“PUTTING OUR HOUSE IN ORDER” published by Congressional Record on Nov. 20, 1995

“PUTTING OUR HOUSE IN ORDER” published by Congressional Record on Nov. 20, 1995

ORGANIZATIONS IN THIS STORY

Volume 141, No. 186 covering the 1st Session of the 104th Congress (1995 - 1996) was published by the Congressional Record.

The Congressional Record is a unique source of public documentation. It started in 1873, documenting nearly all the major and minor policies being discussed and debated.

“PUTTING OUR HOUSE IN ORDER” mentioning the U.S. Dept. of Commerce was published in the House of Representatives section on pages H13348 on Nov. 20, 1995.

The publication is reproduced in full below:

PUTTING OUR HOUSE IN ORDER

The SPEAKER pro tempore. Under the Speaker's announced policy of May 12, 1995, the gentleman from North Carolina [Mr. Funderburk] is recognized during morning business for 3 minutes.

Mr. FUNDERBURK. Mr. Speaker, what if an unpopular President shut the Federal Government down and no body outside the Capitol beltway, except CBS, NBC, and the New York Times cared one whit? Judging by what the people of eastern North Carolina told me, that's exactly what happened last week. So let me cut through the fog that engulfed the White House and its bagmen in the media and tell you what this fight is really about.

The shut down of the Federal Government was not about petty partisan politics. This fight was and is about our children and our future. It is about two competing visions of America. The first vision is Bill Clinton's America where an army of Federal bureaucrats tells us how to raise our families, spend our money, and run our businesses. The second is our America; and America built on the promise of individual liberty and material progress.

The new majority was sent to Congress by Americans frightened of Government and exhausted by its ravenous demands. We were sent here to bring runaway Federal spending to a standstill. We hammered out a budget plan to balance the books, chop the arms off the Federal octopus, and let the people keep their money.

-------------------------

To be done:
Resume the House floor speech on the federal shutdown, continuing directly after its final sentence.

Records excerpted from a collection
-------------------------

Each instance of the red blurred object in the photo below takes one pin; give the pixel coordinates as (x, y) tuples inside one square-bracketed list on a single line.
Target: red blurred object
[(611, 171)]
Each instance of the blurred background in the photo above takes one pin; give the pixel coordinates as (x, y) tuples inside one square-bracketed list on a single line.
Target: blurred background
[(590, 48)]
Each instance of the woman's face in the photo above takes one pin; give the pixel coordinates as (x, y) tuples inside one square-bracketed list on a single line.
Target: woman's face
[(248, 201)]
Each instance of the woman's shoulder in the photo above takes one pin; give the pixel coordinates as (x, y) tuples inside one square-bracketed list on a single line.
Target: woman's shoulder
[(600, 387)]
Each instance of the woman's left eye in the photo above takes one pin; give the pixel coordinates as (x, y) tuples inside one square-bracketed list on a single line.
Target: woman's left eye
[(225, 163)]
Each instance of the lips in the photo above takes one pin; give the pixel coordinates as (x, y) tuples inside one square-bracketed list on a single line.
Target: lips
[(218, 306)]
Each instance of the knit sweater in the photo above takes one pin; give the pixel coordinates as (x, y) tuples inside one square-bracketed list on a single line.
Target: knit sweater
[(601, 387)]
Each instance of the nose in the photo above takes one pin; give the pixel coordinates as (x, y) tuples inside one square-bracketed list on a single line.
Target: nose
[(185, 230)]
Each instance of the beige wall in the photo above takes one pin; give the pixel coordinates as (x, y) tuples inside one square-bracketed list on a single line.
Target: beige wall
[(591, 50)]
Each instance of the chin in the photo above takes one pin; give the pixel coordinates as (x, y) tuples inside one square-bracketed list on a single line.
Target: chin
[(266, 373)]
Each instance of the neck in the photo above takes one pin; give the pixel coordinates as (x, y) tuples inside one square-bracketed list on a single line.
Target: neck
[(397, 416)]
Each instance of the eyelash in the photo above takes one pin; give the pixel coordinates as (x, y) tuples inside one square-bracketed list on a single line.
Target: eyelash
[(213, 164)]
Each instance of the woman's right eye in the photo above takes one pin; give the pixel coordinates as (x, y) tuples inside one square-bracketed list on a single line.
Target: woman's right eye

-------------------------

Expected output:
Bill Clinton's opposition to the Republican budget tells America three things:

Bill Clinton did not want a balanced budget.

Bill Clinton was never serious about carrying through on his campaign pledge to cut middle-class tax rates.

Bill Clinton is an old-fashioned tax-and-spend liberal who genuinely opposes any reduction in Government spending.

We have had 800,000 Federal workers on furlough. Can the liberals continue to argue that these Federal workers and the thousands of idle programs they administer are critical to the health and safety of our country? Bill Clinton's own administration determined 67 percent of the employees at the Department of Commerce, 89 percent at Education, and 99 percent at HUD are nonessential. But Bill Clinton has done everything in his power to keep us from closing these and countless other Federal departments. So much for Bill Clinton, the new Democrat.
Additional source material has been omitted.